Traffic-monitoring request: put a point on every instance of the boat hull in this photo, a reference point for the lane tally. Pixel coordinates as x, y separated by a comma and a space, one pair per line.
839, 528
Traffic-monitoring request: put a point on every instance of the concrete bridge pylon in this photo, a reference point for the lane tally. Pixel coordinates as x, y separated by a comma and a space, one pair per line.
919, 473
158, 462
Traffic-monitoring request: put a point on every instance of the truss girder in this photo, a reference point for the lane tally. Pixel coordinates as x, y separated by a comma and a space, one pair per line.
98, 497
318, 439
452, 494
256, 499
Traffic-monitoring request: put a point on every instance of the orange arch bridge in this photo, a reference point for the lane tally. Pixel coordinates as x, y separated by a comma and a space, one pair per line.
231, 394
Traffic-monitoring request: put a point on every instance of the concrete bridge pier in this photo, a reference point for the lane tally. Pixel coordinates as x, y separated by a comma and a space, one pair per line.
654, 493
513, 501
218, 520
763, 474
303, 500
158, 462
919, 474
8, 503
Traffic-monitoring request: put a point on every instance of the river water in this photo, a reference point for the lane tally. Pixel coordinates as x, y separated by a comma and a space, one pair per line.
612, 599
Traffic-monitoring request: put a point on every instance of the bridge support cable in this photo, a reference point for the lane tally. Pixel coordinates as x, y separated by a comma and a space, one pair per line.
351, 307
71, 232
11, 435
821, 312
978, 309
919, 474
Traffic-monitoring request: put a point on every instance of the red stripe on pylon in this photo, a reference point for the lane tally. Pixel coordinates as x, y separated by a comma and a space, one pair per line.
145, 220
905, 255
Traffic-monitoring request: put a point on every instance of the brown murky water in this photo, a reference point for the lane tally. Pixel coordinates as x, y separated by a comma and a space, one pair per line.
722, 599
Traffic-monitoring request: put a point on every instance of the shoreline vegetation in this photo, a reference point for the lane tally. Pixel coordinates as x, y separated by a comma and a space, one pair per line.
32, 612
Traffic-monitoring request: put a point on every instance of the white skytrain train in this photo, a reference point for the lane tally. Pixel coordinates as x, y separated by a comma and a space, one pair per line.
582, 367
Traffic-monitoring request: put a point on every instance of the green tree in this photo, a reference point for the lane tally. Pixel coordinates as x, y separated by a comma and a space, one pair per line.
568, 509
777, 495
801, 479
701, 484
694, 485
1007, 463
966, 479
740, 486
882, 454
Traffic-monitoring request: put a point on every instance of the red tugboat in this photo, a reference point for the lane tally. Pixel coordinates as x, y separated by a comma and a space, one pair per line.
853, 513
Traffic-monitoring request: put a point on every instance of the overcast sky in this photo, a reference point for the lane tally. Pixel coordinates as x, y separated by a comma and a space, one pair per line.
----
*Objective*
Repeat every record, exactly as written.

*The reply*
Traffic-monitoring request: put a point on every instance of the boat hull in this photo, a reference point for the lane tally. Pixel coordinates as x, y separated by a comma and a space, one pair per line.
839, 528
Traffic-monitoring request: put a point on every instance of the concrete bridge pylon in this photo, a reference point for the lane tally. Pixel coordinates as x, y separated by a comma and a space, one pair per line.
919, 473
158, 462
Traffic-monitoring request: put a point on every instance of the truss girder in this photo, a reference point for the lane tally. Pixel coordinates as x, y separated by a comma and a space, one pair per line.
98, 497
318, 439
452, 494
256, 499
Traffic-monitoring request: put a point on every instance of the orange arch bridge in this photo, a reference point for the lane tally. Pixel coordinates as x, y separated by a comma and a space, one pair per line.
231, 394
Traffic-monitoring request: put a point on every instance of the concrete bridge pier in this photo, a reference point for the lane tally. Pixel coordinates as x, y separated by a comma and a space, one pair per line.
654, 493
513, 501
218, 520
763, 474
303, 500
158, 462
919, 474
8, 503
Traffic-monitoring request: put a point on every instance of the river water in this photo, a reference point for the lane tally. Pixel coordinates as x, y separated by a comma and a space, one pair per line.
612, 599
Traffic-monitoring request: put a point on every instance of the bridge support cable in this photo, a reference point for the lane tally. Pixel coordinates as x, y separated by a comma and a space, one pair per line.
351, 307
71, 232
11, 435
821, 312
978, 309
919, 474
Traffic-monitoring request: put a point on every instance of the red stripe on pylon in this photo, a reference point for the lane tally. Pixel coordinates as x, y separated by a comma and a space, one pair per line.
145, 220
905, 255
Traffic-monitoring request: put a point on every instance of the brown murky water in this photo, a reference point for the lane tally. Pixel coordinates as x, y separated by a comma and a space, one pair per line.
722, 599
Traffic-monitoring request: put a point on every instance of the shoreline vegetation in this photo, a reference point for the lane tally. Pixel coordinates as x, y separated by a comma and a space, one pair per line.
32, 612
Traffic-monitoring request: put a point on every instance of the white skytrain train in this photo, a reference point for the lane tally. Pixel coordinates as x, y separated by a comma and a space, one pair per line.
582, 367
Traffic-monitoring request: put a point on every instance of the green tree in this photo, a reference point for the lane tally. Pixel coordinates as x, y separated by a comma and a space, one pair per line.
568, 509
777, 495
801, 479
701, 484
694, 485
1007, 463
966, 479
740, 486
882, 454
Traffic-monitoring request: put a point on every instance of the red tugboat in this photo, a reference point for the lane tally. Pixel coordinates as x, y separated by a comma and a space, one pair per line.
853, 513
Traffic-monitoring request: put a point on every instance of the overcast sky in this photo, a reference point for the lane tally. Pixel coordinates as x, y separated by a comma and a space, one pair per line.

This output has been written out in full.